[Extract to read]
Let
me quote the book for you. It seems the fairest way to damn the
thing. The third sentence of the book runs along these lines.
"The
birds indulged in an ornithological opera that would have made
Pavarotti pack up in despair."
No,
no it wouldn't, Matthew Thomas, you wanker. If Dr. Seuss ever
got into a Telepod with a thesaurus, this is the kind of sentence
that the bloated, vomiting half-creature would spit up before
it rightfully died on the floor.
Oh,
hang on, here's the very next sentence!
"Overhead,
cotton wool clouds jostled for position in a cumulo-nimbus beauty
contest lacking only sequinned bikinis."
Did
they. Did they really. Have you ever been working in a pub when
someone who really thinks they're quite clever comes in? And they
cannot say anything in a direct way, because they're scared that
people might think - oh, Lord - that they're uninteresting or
of average intelligence? I'd like you to meet Matthew Thomas.

[Given data]

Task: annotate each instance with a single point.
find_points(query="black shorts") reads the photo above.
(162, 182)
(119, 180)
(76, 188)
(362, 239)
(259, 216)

[Exercise instructions]
1. Pick out every line in the rows that contains the string "Task", treating uppercase and lowercase as distinct.
2. Write a continuation of the review of Matthew Thomas's book, starting after its final sentence.
The review and the rows are separate, unrelated material.

[Answers to the problems]
1.
Task: annotate each instance with a single point.

2.
By day, he works as a flight simluation graphics designer, you
know. Little pictures of planes. And that's it, really, isn't
it? Apart from clouds. Staring at clouds all day, you can almost
imagine them talking to him - "Matthew, don't we look like
boobs? Fluffy white boobs, all soft and mothering! Don't masturbate
now, Matthew. We'll see you tonight, by the railway cuttings.
We like it when you wank in a hedge."
Four
sentences in, and I'm in trouble. I'm bristling at this sub-Blackadder
drivel, and feeling quite delirious with righteous unpublished
anger. Then, I see footnotes. Terry Pratchett uses footnotes.
And I hate Terry Pratchett, and all who sail in him. Terry Pratchett,
put bluntly, is a cunt in a hat.
Here's
some more snippets that made me want to gag up my middle, for
simply trying too hard;
"he
felt more nauseous than a paté de foie gras goose on a
trip to Alton Towers"
"as
well as possessing the body of the little known Greek goddess
of Step Aerobics and the face of an adolescant angel, young Jenny
had the brain of a dyslexic armadillo."
"everyone
turned to follow the finger of the whimpering wicker worshipper"
"Adam's
smirk could have outsmugged a parachute sales rep on a wingless
747"
Why
am I reading this book in the first place? Well, it was in those
discount bookstores. This is where I go to check out who is the
current pop act whose books haven't sold, like Cleopatra,
Another
Level, and 911,
and it had a 3D cover, so someone must have had some faith in
it. So, for the sake of a pound, I bought it. Never realising
for a moment that my morality regarding books would eventually
force me to read it.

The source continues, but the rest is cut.